--- Assignment ---
Within the records below, reproduce without change the lines from the line that has "Target: overhead wire" through the line that has "column 414, row 301", and only those.

───── Extracted data ─────

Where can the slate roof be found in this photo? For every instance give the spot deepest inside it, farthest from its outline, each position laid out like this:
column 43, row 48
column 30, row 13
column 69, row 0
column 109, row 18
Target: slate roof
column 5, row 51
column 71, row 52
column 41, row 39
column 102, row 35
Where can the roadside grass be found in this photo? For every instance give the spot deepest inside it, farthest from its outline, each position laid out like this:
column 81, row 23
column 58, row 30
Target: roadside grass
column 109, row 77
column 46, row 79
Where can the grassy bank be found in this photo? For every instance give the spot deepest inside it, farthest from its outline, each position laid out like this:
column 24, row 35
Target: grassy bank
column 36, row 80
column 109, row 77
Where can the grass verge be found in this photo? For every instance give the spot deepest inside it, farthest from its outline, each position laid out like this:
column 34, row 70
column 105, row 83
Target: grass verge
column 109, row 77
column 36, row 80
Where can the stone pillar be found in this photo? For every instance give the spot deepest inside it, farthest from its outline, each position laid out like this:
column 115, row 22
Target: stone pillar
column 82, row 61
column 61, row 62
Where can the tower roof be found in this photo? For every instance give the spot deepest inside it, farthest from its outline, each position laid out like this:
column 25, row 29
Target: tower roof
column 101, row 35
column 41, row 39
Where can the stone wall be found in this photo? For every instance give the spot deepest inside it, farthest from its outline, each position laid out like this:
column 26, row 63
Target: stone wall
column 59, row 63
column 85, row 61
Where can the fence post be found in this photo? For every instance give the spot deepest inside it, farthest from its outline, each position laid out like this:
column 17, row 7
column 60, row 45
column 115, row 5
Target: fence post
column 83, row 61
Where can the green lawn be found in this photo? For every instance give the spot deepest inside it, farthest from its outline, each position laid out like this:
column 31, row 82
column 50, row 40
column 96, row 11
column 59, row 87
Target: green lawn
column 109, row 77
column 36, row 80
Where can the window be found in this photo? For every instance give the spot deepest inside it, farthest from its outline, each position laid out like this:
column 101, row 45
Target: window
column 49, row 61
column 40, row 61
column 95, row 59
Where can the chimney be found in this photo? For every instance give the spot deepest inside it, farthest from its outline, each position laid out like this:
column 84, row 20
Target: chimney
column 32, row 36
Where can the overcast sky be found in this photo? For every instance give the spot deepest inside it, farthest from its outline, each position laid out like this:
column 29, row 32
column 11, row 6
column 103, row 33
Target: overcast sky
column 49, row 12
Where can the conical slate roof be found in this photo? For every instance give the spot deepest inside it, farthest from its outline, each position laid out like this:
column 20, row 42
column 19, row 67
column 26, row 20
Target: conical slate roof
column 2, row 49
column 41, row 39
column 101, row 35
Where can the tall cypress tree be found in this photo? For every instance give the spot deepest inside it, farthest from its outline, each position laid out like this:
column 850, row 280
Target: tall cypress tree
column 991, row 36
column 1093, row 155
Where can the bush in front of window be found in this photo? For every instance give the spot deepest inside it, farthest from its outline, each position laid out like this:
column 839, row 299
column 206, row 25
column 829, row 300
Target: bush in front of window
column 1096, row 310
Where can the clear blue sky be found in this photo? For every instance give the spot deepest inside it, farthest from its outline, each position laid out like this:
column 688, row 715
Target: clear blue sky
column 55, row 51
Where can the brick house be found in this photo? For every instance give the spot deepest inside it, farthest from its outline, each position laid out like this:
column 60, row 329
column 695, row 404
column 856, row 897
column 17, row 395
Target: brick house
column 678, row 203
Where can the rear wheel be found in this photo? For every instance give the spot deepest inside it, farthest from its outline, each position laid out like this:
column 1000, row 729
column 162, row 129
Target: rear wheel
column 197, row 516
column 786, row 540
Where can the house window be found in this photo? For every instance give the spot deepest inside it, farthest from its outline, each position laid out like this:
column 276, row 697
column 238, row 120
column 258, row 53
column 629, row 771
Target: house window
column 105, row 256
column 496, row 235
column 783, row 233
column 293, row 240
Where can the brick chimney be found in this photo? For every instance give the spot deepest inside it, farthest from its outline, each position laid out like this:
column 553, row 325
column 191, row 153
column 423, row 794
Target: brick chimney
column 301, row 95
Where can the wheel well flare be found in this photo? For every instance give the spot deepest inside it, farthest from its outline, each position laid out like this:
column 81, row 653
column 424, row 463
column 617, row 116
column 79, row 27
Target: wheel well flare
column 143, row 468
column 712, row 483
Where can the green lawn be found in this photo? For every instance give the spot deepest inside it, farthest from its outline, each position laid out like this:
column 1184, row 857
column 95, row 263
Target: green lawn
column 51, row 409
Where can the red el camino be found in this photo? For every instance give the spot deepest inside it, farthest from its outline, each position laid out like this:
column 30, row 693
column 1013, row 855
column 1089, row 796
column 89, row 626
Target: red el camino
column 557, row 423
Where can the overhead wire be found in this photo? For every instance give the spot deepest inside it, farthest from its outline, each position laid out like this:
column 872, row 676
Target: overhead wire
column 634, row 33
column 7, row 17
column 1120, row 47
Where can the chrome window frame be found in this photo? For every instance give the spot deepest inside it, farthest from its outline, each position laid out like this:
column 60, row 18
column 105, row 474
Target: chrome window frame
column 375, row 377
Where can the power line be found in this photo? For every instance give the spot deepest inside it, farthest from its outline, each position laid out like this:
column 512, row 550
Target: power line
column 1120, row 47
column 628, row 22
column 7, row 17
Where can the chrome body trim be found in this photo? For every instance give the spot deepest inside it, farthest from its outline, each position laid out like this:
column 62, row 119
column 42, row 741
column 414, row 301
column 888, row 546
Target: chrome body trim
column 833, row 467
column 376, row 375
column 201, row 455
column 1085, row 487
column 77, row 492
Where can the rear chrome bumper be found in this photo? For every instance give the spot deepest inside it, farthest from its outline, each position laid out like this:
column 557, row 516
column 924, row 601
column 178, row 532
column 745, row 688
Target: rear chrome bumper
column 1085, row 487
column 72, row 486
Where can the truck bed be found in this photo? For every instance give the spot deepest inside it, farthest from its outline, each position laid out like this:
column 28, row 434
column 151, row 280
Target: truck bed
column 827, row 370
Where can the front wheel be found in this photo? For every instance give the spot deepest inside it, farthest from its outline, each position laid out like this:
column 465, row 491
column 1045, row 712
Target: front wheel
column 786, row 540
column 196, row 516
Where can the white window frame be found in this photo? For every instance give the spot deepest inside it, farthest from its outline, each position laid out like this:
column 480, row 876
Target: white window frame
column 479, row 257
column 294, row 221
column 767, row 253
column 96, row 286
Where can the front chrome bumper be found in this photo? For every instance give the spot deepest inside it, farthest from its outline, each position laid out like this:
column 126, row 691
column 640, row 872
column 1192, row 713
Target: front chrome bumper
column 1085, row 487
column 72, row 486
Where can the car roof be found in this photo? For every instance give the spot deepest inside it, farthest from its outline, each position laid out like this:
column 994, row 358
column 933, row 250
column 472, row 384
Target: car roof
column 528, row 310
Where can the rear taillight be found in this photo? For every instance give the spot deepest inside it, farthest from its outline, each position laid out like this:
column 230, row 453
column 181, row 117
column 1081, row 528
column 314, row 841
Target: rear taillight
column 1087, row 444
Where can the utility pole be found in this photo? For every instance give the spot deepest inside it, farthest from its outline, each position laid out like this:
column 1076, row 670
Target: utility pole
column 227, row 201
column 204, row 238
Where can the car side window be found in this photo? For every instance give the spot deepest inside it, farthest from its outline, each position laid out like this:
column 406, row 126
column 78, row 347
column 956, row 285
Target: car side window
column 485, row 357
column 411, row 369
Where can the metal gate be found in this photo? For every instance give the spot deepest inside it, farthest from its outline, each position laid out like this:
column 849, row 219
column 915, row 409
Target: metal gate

─────

--- Problem solution ---
Target: overhead wire
column 634, row 33
column 7, row 17
column 1120, row 47
Where can the chrome window frame be found in this photo? For every instance give the spot deepest inside it, farthest from its outline, each position laid out like this:
column 60, row 18
column 105, row 474
Target: chrome window frame
column 375, row 377
Where can the power line be found in this photo? For every instance give the spot deepest inside it, farthest from its outline, each position laid out like this:
column 512, row 550
Target: power line
column 1120, row 47
column 628, row 22
column 7, row 17
Where can the chrome body trim be found in this photo? For every instance give the spot deepest inside it, farthest from its outline, each position laid out like this:
column 62, row 119
column 42, row 741
column 414, row 301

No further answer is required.